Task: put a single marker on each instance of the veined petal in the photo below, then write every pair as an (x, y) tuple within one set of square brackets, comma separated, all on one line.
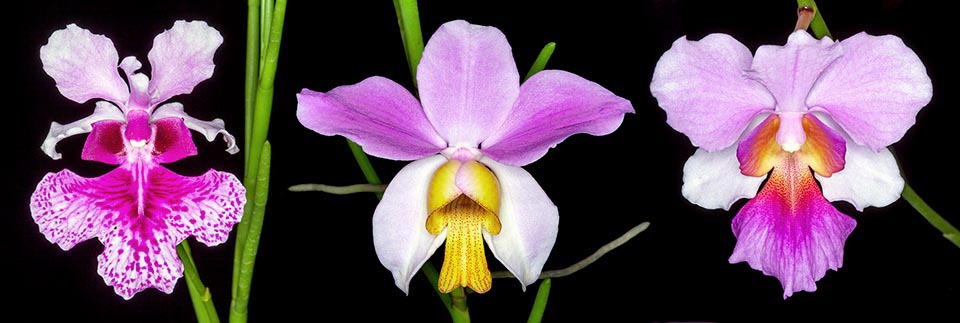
[(790, 71), (701, 86), (528, 220), (84, 65), (713, 180), (209, 129), (377, 113), (468, 81), (874, 90), (790, 231), (181, 58), (400, 236), (552, 106), (104, 111)]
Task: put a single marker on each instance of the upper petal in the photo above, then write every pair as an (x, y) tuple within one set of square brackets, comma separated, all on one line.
[(790, 71), (400, 236), (377, 113), (713, 180), (468, 81), (104, 111), (701, 86), (552, 106), (181, 58), (874, 90), (529, 223), (84, 65)]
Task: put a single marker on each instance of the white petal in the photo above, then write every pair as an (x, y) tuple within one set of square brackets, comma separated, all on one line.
[(528, 220), (104, 111), (209, 129), (713, 180), (400, 235), (868, 179)]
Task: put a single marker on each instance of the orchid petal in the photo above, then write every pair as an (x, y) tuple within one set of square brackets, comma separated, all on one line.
[(702, 88), (400, 236), (790, 231), (209, 129), (84, 65), (789, 71), (874, 90), (713, 180), (468, 81), (552, 106), (529, 223), (104, 111), (377, 113), (181, 58)]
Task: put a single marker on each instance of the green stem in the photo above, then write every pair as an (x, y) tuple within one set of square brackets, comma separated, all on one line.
[(540, 303), (541, 62), (818, 25), (408, 16), (199, 295), (949, 231)]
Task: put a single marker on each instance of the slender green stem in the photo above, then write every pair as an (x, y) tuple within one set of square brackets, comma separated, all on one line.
[(542, 59), (540, 303), (199, 295), (818, 25), (949, 231), (408, 16)]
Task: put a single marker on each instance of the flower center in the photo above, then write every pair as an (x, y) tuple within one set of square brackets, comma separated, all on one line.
[(464, 199)]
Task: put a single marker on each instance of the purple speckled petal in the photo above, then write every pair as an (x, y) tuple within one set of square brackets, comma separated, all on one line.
[(181, 58), (104, 111), (790, 231), (209, 129), (529, 223), (400, 235), (790, 71), (468, 81), (702, 87), (376, 113), (84, 65), (874, 90), (552, 106)]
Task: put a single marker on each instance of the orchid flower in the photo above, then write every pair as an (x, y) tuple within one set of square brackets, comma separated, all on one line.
[(476, 126), (139, 211), (832, 107)]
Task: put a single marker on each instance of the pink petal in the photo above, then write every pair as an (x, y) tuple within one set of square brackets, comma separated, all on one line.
[(400, 235), (468, 81), (84, 65), (701, 86), (181, 58), (790, 71), (105, 143), (209, 129), (529, 223), (790, 231), (172, 141), (377, 113), (874, 90), (552, 106), (104, 111)]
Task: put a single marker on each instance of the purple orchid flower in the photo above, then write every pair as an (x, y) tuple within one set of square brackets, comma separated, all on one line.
[(832, 107), (139, 211), (477, 125)]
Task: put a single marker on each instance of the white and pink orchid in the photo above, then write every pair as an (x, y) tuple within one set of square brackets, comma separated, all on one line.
[(139, 211), (832, 107), (476, 126)]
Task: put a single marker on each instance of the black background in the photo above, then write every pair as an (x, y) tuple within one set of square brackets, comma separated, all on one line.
[(316, 260)]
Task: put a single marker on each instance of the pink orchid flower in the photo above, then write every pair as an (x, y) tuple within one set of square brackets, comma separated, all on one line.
[(477, 125), (139, 211), (832, 107)]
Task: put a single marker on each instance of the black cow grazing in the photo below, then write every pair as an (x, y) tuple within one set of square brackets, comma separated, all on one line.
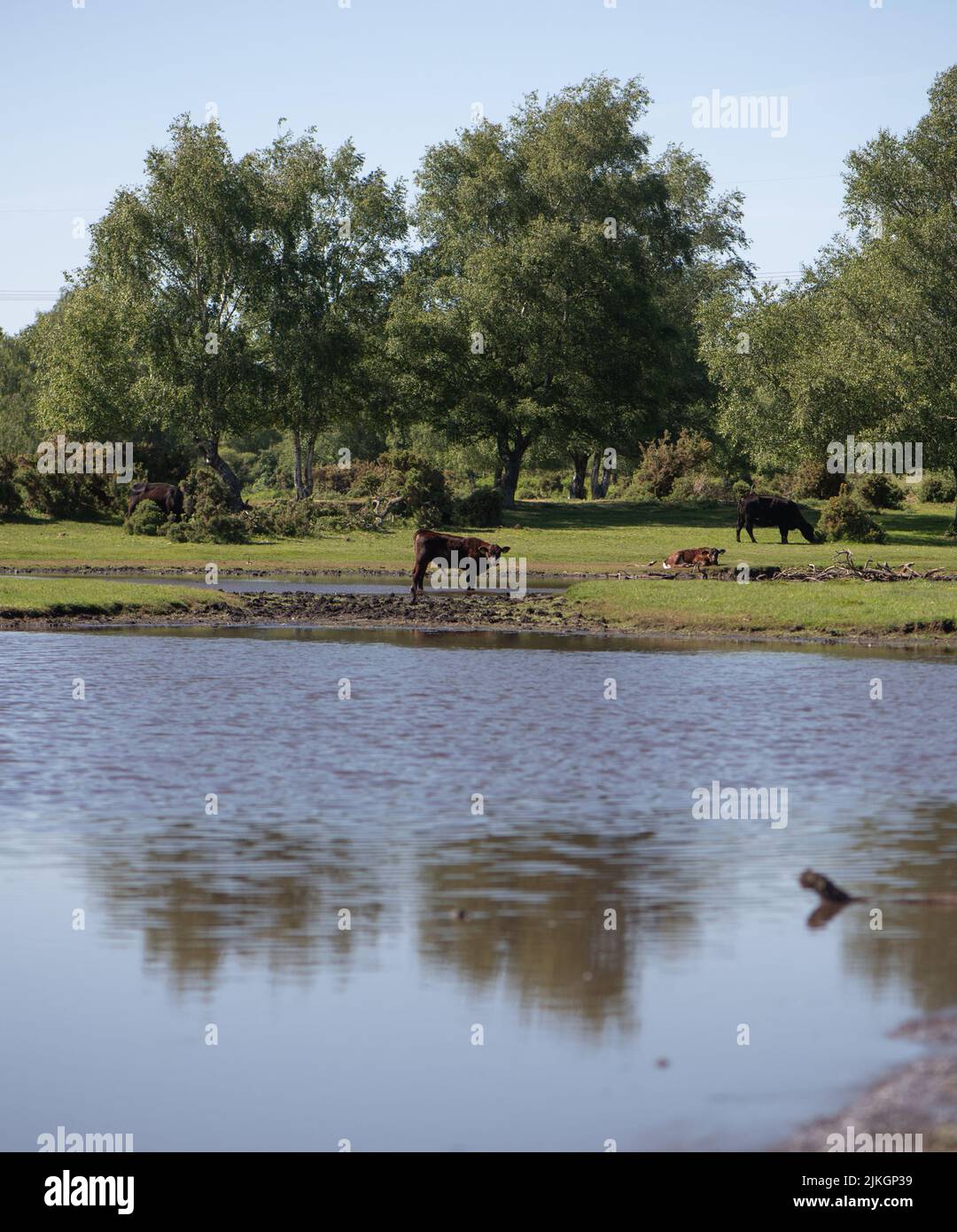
[(167, 495), (754, 511)]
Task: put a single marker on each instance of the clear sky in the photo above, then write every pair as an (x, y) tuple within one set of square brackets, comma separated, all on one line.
[(89, 85)]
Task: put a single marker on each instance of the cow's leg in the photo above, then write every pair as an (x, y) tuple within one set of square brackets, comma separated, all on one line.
[(419, 572)]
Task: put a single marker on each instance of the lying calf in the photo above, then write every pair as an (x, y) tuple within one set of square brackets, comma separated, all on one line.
[(694, 556)]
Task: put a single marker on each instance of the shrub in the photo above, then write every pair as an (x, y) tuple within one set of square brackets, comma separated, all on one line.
[(938, 489), (640, 490), (64, 495), (422, 489), (701, 488), (145, 519), (665, 460), (845, 519), (880, 492), (337, 480), (813, 479), (294, 519), (209, 519), (10, 499), (540, 486), (480, 508)]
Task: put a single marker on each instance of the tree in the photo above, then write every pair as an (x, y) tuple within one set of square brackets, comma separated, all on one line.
[(171, 265), (331, 237), (531, 310), (866, 343), (18, 426)]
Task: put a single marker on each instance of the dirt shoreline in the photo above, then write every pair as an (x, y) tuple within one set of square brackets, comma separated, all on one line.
[(476, 612), (916, 1098)]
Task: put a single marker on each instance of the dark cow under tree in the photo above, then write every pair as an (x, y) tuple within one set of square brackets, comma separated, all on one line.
[(167, 495), (433, 546), (754, 511)]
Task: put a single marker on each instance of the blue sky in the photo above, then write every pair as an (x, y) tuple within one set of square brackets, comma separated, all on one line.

* **EXERCISE**: Echo the lines of the listing from the one containing "the orchid petal" through the one containing "113), (181, 58)]", inclusive.

* **REPLY TO THE TASK**:
Task: put a single marker on each instance of the orchid petal in the photo above, then write every pair as an (x, y) tuple within one set of square brackets, comma separated, all on one line.
[(702, 88), (400, 236), (790, 231), (209, 129), (84, 65), (789, 71), (874, 90), (713, 180), (468, 81), (552, 106), (529, 223), (104, 111), (377, 113), (181, 58)]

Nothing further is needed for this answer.